**Given passage:**
===

This material includes information on the presidential election of 1963 between Lyndon Johnson and Barry Goldwater, and on the 1970 Maine Democratic convention. The convention's speakers included Senator Edmund Muskie, Governor Kenneth Curtis, congressmen William Hathaway and Peter Kyros, and guest speaker Walter Mondale of Minnesota. Discussions centered on the state party platform and political issues of the day.
Both parts of the collection contain flyers, clippings, pamphlets, stickers and buttons (1964 and 1970); the latter also contains agendas, reports and other material discussing political issues of interest to the state of Maine.
M202 - George J. Mitchell Papers, 1950 - (bulk 1974-1994).
Political Issues or Events
M167 - Samuel E. Smith Papers, 1786-1880 (bulk 1822-1860).
P11 - Northeast Boundary Material, 1826-1840. 0.75 linear feet.
The northeast boundary controversy refers to the conflict between the state of Maine and the province of New Brunswick, as well as the United States and British Canada respectively, over the placement of the boundary defined in the 1783 Treaty of Paris. Repeated attempts at settlements during the 1820s and 1830s failed, resulting in the largely bloodless Aroostook War (1838-1839). The Webster-Ashburton Treaty of 1842 settled the long-standing dispute by defining the current demarcation line.
This collection of pamphlets (1826-1840) includes both state (Maine and Massachusetts) and federal publications concerning the boundary and the dispute, as well as a bibliography of "Works Relating to the North East Boundary" published in the December 1900 Bulletin of the New York Public Library.
M50 - Neal Dow Papers, 1852-1887 (bulk 1852-1859). 0.25 linear feet.
Neal Dow (1804-1897), Union brigadier general and mayor of Portland, Maine (1851-1858), is best remembered as a temperance reformer and "father of the 1851 Maine Law." He was, throughout his life, deeply involved in temperance organizations and became the Prohibition Party's presidential candidate in 1880.
The collection consists almost entirely of letters, 1852-1887, concerning temperance. Most are from Dow, while mayor of Portland, to E.W. Jackson, a minister, temperance activist and, later, agent of the Maine Temperance Society.
M115 - William E. Lunt Papers, 1918-1926 (bulk 1918-1919). 1.25 linear feet.
William E. Lunt (1882-1956, Bowdoin 1904) spent most of his academic career as Walter D. and Edith M.L. Scull Professor of English and Constitutional History at Haverford College (1917-1952). Woodrow Wilson appointed Lunt chief of the Italian Division of the American Commission to Negotiate Peace at the Paris talks that ended the First World War (1918-1919). His responsibilities included developing the American position on the Italian-Yugoslav border.

===

[Stored dataset items]

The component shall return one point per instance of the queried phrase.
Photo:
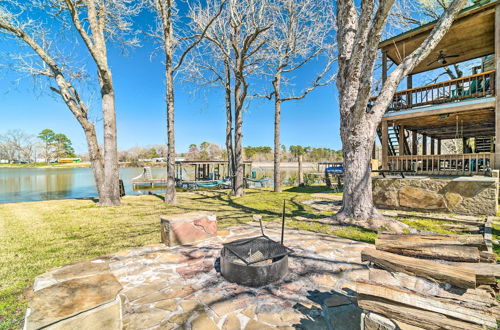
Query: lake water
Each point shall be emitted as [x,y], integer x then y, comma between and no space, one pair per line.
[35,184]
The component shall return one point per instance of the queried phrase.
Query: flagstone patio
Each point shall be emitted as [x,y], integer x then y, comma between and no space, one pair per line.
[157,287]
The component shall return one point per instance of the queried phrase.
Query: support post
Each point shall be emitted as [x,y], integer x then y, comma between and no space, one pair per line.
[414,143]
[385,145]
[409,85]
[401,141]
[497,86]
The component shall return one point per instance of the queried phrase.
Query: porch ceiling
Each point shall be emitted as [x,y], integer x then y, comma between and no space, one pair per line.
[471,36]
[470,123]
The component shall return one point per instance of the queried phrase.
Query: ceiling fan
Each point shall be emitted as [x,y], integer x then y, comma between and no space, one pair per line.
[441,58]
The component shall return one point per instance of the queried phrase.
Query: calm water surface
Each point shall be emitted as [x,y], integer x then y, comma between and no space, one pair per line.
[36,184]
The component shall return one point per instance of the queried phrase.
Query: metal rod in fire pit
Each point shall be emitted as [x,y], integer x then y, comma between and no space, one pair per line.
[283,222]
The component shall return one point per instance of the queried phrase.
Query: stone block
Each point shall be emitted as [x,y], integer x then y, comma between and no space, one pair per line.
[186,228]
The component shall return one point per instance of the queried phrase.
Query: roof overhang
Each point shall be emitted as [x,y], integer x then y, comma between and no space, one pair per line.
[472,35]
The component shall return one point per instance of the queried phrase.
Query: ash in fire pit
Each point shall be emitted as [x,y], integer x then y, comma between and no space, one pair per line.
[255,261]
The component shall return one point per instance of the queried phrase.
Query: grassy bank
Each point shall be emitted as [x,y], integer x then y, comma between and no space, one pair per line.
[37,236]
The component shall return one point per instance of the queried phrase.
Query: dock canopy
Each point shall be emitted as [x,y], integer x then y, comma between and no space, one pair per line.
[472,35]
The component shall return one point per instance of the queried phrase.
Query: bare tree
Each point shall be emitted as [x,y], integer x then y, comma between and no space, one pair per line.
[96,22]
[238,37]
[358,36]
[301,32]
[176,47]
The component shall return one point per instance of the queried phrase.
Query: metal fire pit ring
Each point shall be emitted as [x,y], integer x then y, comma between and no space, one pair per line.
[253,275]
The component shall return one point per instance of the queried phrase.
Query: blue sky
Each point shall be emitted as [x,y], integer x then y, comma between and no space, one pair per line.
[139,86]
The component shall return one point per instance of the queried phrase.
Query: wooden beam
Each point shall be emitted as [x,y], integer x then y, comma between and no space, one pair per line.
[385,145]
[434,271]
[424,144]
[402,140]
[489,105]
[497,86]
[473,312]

===

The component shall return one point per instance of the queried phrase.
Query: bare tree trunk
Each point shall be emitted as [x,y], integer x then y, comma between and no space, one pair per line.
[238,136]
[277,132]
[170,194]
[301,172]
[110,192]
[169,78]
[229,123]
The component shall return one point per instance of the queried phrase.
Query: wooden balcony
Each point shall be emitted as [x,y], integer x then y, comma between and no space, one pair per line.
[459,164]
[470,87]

===

**Work task 1:** In the archival collection descriptions, which treaty settled the northeast boundary dispute?
**Work task 2:** Continue the archival collection descriptions from the point where they stop.

**Answer section 1:** The Webster-Ashburton Treaty of 1842.

**Answer section 2:**
Letters (1918-1919 and undated), documents, reports, maps, original or copied statistical charts, clippings, etc. (1918-1926 and undated), all concerning the American Commission to Negotiate Peace, the Italian-Yugoslav border, or the general peace negotiations. The letters include several from Lunt and other negotiators, many addressed to President Wilson.
Bowdoin Peace Movement (1968) [4.8.1] and Strike (1970) Material, 1968-1988 (bulk 1968-1970). 0.5 linear feet.
Bowdoin, like other American colleges and universities, was caught up in the issues of the late 1960s, especially the social unrest triggered by the Vietnam War. The student body, with support from some faculty members, reacted with two major movements: a peace and anti-draft movement which started in 1968 and continued in a small way through 1970, and a student strike which shut down classes and other College activities in May of 1970.
Clippings, news releases, broadsides, and other material relating to the peace and strike movements on the Bowdoin campus. The collections were compiled by a member of the Bowdoin College Library staff.
Kent State Clippings, 1972. 0.25 linear feet.
John M. Bachulus (1899-1984, Bowdoin 1822) was a medical officer in the U.S. Navy, serving around the world, including in Algeria, Italy and England. In 1972 he was retired from the Navy, living in Brunswick, Maine.
Bachulus compiled this collection of clippings and copies of the daily Kent Stater relating to the 1972 shootings of student protesters by members of the Ohio National Guard.